BRANO FORNITO:

Nicola Zingaretti due giorni fa non ha trovato di meglio che ispirarsi come slogan ad una nota marca di pennello (“non serve un nuovo partito ma un partito nuovo” deriva da “non serve un pennello grande ma un grande pennello”) ed in effetti, a ben vedere, il PD negli anni, da quando ha estromesso il mondo dei salariati dalle sue istanze, non ha fatto altro che “imbiancare il sepolcro”:  si sono succedute sigle e leader ma la sostanza non è mai cambiata.

L’elettorato PD, ormai ristretto a manager, colletti bianchi, persone benestanti, nostalgici manipolati e pensionati timorosi, considera una riforma auspicabile quando equivale a sacrificio in nome dell'Europa dei (non) popoli e non ad una conquista sociale. Agli elettori democratici quindi, non piacciono i cambiamenti se non quelli di forma e così sarà anche questa volta, più sarà meramente formale il "cambiamento" e più si sentiranno "adeguati"essendo stati abituati in questo modo. A questa forma mentis è lecito pensare che non consegua alcun boom in termini di consenso elettorale.

CONSEGNA 1: Puoi ribattere tali e quali le righe del materiale fornito, dalla prima fino a quella che contiene "(1079, 606)", comprese entrambe?

MATERIALE FORNITO:
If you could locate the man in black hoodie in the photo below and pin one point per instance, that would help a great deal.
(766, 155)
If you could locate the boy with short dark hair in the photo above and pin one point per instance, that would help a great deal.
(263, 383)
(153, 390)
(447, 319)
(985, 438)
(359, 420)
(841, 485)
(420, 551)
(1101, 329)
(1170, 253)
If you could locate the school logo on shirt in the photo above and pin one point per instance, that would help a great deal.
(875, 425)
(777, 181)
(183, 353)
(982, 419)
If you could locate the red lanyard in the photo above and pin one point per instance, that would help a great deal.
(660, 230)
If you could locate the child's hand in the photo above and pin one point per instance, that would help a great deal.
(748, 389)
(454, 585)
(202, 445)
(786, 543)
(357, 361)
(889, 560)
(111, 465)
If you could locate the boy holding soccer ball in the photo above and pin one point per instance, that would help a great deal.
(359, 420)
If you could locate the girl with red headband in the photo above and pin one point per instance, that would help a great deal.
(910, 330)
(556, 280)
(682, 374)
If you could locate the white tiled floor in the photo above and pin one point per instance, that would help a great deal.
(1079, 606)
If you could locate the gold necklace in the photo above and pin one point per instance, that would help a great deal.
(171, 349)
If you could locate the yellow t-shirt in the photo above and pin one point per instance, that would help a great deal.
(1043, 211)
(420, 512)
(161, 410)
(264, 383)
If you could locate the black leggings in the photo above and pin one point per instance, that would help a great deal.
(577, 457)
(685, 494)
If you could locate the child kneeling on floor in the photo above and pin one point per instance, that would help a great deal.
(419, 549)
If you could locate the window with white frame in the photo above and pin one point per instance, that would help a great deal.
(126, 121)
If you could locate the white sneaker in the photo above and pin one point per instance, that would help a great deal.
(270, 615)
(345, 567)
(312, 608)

CONSEGNA 2: Puoi ripetere alla lettera il passo del brano sul PD compreso tra "Nicola Zingaretti due" e "è mai cambiata.", estremi inclusi?

RISPOSTA CORRETTA 1:
If you could locate the man in black hoodie in the photo below and pin one point per instance, that would help a great deal.
(766, 155)
If you could locate the boy with short dark hair in the photo above and pin one point per instance, that would help a great deal.
(263, 383)
(153, 390)
(447, 319)
(985, 438)
(359, 420)
(841, 485)
(420, 551)
(1101, 329)
(1170, 253)
If you could locate the school logo on shirt in the photo above and pin one point per instance, that would help a great deal.
(875, 425)
(777, 181)
(183, 353)
(982, 419)
If you could locate the red lanyard in the photo above and pin one point per instance, that would help a great deal.
(660, 230)
If you could locate the child's hand in the photo above and pin one point per instance, that would help a great deal.
(748, 389)
(454, 585)
(202, 445)
(786, 543)
(357, 361)
(889, 560)
(111, 465)
If you could locate the boy holding soccer ball in the photo above and pin one point per instance, that would help a great deal.
(359, 420)
If you could locate the girl with red headband in the photo above and pin one point per instance, that would help a great deal.
(910, 330)
(556, 280)
(682, 374)
If you could locate the white tiled floor in the photo above and pin one point per instance, that would help a great deal.
(1079, 606)

RISPOSTA CORRETTA 2:
Nicola Zingaretti due giorni fa non ha trovato di meglio che ispirarsi come slogan ad una nota marca di pennello (“non serve un nuovo partito ma un partito nuovo” deriva da “non serve un pennello grande ma un grande pennello”) ed in effetti, a ben vedere, il PD negli anni, da quando ha estromesso il mondo dei salariati dalle sue istanze, non ha fatto altro che “imbiancare il sepolcro”:  si sono succedute sigle e leader ma la sostanza non è mai cambiata.